*** Opening of Text segment ***
Let’s dive into each of these.

1. Establish a Single Source of Truth for Your Data

Your budget’s accuracy depends on data, and construction projects need a lot of it.

Manual data gathering is inherently prone to data entry errors that can balloon into massive lapses in decision-making. Worse, manual processes destroy trust in your data—a harmful outcome in the long run.

Connecting your various data sources and bringing them into a single dashboard will help you make decisions faster and more accurately. For instance, connecting your HRIS systems to your ERP/GL platforms will help you calculate and project labor costs accurately.

With all your data in one place, you can wave goodbye to chasing datasets through several spreadsheets and wasting time manually entering data.

2. Lean Into Value Engineering Early

Value engineering—a method of examining your project’s assumptions and increasing margins—is essential when dealing with financial volatility. It gives you a greater margin of safety in your budgeting and forecasting.
*** Close of Text segment ***
=== Directions ===
A – Please copy the construction budgeting text between "Connecting your various" and "budgeting and forecasting.", inclusive, changing "dashboard" to "portal".
B – Extend the construction budgeting text past its final sentence.
*** Opening of Information provided ***
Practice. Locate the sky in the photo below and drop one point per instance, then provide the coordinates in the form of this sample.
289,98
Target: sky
*** Close of Information provided ***
*** Opening of Information provided ***
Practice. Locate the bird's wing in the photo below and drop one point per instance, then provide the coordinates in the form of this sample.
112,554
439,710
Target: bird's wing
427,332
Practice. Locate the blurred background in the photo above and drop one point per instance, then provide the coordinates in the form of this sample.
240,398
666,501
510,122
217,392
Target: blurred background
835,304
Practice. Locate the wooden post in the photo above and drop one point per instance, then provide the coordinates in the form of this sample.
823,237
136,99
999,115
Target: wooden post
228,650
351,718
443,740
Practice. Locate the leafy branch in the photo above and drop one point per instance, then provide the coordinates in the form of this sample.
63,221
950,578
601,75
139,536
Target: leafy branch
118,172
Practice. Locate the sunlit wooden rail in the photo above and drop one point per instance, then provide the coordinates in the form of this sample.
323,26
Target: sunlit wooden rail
*** Close of Information provided ***
=== Answer list ===
A –
Connecting your various data sources and bringing them into a single portal will help you make decisions faster and more accurately. For instance, connecting your HRIS systems to your ERP/GL platforms will help you calculate and project labor costs accurately.

With all your data in one place, you can wave goodbye to chasing datasets through several spreadsheets and wasting time manually entering data.

2. Lean Into Value Engineering Early

Value engineering—a method of examining your project’s assumptions and increasing margins—is essential when dealing with financial volatility. It gives you a greater margin of safety in your budgeting and forecasting.

B –
Note that value engineering is not simply about reducing costs. Instead, it’s about making the most cost-effective decisions. Let’s walk through an example where you have to choose between the options below:

  1. Option A – Fixtures that will arrive immediately but are expensive.

  2. Option B – Fixtures that are 10% cheaper than A but will arrive in three weeks.

Value engineering weighs the pros and cons of both options and chooses the one with the least negative impact on the project. In this case, Option B might be cheaper but could result in timeline overruns, increasing overall costs.

Sometimes, this might mean compromising on your vision, Kyli says. “What happens is developers will partner with an architect and they’ll dream up the design—they may have these amazing ideas. But then they do a budget, and it’s not as robust as it could be. And then, corners are cut.”

Collaboration, scenario planning, and variance analysis are critical to value engineering success and avoiding the scenario Kyli highlights. These processes are made easier when you have a tool that can consolidate your budgeting, reporting and analysis in one place.

3. Use Escalation Clauses

Even the best financial planning processes can’t account for macroeconomic shocks. This is where escalation clauses—which, in construction contracts, help protect contractors against surging material costs—come in handy.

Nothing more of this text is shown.